Als der Bauer Bjarni Gislason beim Abtrieb der Schafe zufällig mit seiner wohlgebauten Nachbarin Helga als letzter aus den Bergen kommt, beginnt eine Geschichte, die beider Leben verändert wird. Aus einer üblen Nachrede über eine unzüchtige Vereinigung in einer grasbewachsenen Mulde, werden sinnliche Gedanken. Aus den Gedanken wird Wirklichkeit. Als Helga schwanger wird, stellt sie Bjarni vor die Wahl. Er soll seine unfruchtbare und unglückliche Frau verlassen und mit Ihr nach Reykjavik gehen, um mit ihr zusammen ein neues Leben zu beginnen.
Paarungszeit ist ein Roman in Briefform, ein Bauernroman, eine Abrechnung mit dem Leben, die ein alter Mann in der Dämmerung seines Lebensabends schreibt. Es ist ein Liebesbrief und ein Abschiedsbrief: „Du findest es vielleicht derb, dies aufzuwärmen und an dich zu schreiben, Helga. Ruf und Ehre sind mir völlig egal. Was soll man damit schon anfangen, wenn alles vorbei ist?“ (S. 35)

## [Schriftliche Aufgaben]
• A. Wohin soll Bjarni laut dem Textauszug gemeinsam mit Helga gehen?
• B. Gib den Absatz im Textauszug, der mit „Paarungszeit ist ein Roman in Briefform“ beginnt, als kurze Liste wieder und behalte dabei seine wichtigsten Fakten bei.

Extrahierte Dateneinträge
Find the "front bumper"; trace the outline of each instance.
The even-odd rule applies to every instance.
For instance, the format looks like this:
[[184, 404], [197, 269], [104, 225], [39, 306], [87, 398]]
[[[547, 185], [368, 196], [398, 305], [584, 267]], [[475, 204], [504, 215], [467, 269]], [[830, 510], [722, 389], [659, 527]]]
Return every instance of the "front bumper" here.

## [Antworten]
• A. Nach Reykjavik.

• B.
- Paarungszeit ist ein Roman in Briefform und ein Bauernroman.
- Ein alter Mann schreibt ihn am Lebensabend als Abrechnung mit dem Leben.
- Der Brief ist zugleich Liebesbrief und Abschiedsbrief an Helga.
- Darin schreibt er, Ruf und Ehre seien ihm völlig egal (S. 35).